- Document text:

[START]

# Head Hunt



## Dick Monson (Aug 12, 2002)

Head hunt: Who will get family pet/trophy buck?
CHRIS NISKANEN/Pioneer Press

Craig Keefe has no intentions of giving up the head of a trophy 10-point buck he shot on public land in Cass County this fall, even if the owners of deer No. 27 haul him into court.

"I'm not worried about it because I don't think they have a leg to stand on,'' said Keefe, 31, who lives near Backus. "I'm just more excited about getting it back from the taxidermist."

Kerry and Rachel Krumwiede of Pine River say Keefe's buck was a valuable pet at their small deer hobby farm. It escaped around Nov. 1, just before deer season, after a bear tore open the fence of their deer pen.

"As our pet, I don't want it hanging on his wall,'' Kerry Krumwiede said last week. "I think I'm entitled to the animal anyway because it's my property."

The bitter custody case over the buck's head is not only one of the most unusual incidents from Minnesota's deer season, but it also highlights the growing conflict between Minnesota's domestic deer and elk producers and the hunting community.

The Department of Natural Resources says Keefe did nothing wrong Nov. 7 when he killed and tagged the trophy buck, which could be identified only by a yellow ear tag, about the size of a matchbook, with the number 27. DNR conservation officer Nikki Shoutz said Keefe shot the deer 3½ miles from the Krumwiede farm and legally tagged and registered it.

The DNR is no longer involved in the case, said Shoutz's supervisor, Tom Provost, adding, "Now, it's a civil action.''

State animal-health officials say the Krumwiedes also followed the law by reporting the escaped deer to the DNR within the required 24 hours and attempting to find the deer and recapture it.

[END]

- Given records:
[START]

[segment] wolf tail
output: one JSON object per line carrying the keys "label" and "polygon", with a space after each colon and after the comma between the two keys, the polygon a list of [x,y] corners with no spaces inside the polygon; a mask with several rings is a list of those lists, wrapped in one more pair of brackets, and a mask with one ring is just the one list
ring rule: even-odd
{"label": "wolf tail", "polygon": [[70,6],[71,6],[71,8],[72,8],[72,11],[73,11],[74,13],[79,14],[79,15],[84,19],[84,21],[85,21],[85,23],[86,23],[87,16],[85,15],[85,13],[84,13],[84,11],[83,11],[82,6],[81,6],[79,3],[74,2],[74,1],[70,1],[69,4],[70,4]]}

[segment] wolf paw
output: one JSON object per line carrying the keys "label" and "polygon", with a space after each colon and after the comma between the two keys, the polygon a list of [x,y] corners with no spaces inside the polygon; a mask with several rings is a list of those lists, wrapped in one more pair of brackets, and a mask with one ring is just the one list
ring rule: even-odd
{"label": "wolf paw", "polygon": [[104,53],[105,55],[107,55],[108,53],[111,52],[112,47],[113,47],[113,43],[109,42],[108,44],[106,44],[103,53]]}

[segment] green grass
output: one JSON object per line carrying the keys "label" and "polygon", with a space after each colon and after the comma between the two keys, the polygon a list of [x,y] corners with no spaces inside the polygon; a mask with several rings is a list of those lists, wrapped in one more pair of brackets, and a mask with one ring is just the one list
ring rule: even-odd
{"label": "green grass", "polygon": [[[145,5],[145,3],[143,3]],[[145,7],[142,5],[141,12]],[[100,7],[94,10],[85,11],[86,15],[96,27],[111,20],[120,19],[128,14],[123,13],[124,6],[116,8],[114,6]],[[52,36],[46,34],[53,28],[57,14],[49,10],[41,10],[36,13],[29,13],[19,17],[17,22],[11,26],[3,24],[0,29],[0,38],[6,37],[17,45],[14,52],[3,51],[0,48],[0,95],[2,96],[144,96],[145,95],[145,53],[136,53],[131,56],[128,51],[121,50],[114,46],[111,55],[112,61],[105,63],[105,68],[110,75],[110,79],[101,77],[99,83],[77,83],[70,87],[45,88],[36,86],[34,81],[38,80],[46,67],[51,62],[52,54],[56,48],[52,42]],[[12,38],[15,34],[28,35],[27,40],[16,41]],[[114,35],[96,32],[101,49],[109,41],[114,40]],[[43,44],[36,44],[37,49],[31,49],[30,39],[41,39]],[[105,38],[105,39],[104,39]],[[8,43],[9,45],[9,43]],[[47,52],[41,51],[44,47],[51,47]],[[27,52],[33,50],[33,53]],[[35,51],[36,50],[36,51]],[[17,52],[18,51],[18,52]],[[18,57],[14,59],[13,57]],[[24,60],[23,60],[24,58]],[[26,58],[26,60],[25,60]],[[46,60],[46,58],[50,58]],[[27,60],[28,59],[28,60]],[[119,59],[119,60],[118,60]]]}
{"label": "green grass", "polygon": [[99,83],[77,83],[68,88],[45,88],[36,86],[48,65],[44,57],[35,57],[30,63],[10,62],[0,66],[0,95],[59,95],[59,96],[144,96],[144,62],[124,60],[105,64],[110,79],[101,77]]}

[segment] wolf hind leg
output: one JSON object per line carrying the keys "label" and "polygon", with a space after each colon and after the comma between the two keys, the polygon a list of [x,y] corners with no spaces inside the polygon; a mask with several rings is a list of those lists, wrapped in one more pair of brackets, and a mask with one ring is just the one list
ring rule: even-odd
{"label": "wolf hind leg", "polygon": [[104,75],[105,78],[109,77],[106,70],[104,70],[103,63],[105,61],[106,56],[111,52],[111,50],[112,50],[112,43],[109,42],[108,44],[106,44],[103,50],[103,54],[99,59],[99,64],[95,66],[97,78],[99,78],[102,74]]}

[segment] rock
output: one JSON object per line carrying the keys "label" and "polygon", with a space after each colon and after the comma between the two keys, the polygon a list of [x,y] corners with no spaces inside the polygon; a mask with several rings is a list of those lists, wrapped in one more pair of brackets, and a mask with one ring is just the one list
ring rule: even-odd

[END]

- To be done:
(1) Answer these questions about the trophy buck article:
(a) How old is Craig Keefe?
(b) How far from the Krumwiede farm did Keefe shoot the deer?
(c) What tore open the fence of the Krumwiedes' deer pen?
(2) Update the trophy buck article starting at "State animal-health officials" and ending at "and recapture it.", replacing "24 hours" with "48 hours".
The items are separate material that stands apart from the text.

- Expected outputs:
(1)
(a) 31
(b) 3½ miles
(c) A bear

(2)
State animal-health officials say the Krumwiedes also followed the law by reporting the escaped deer to the DNR within the required 48 hours and attempting to find the deer and recapture it.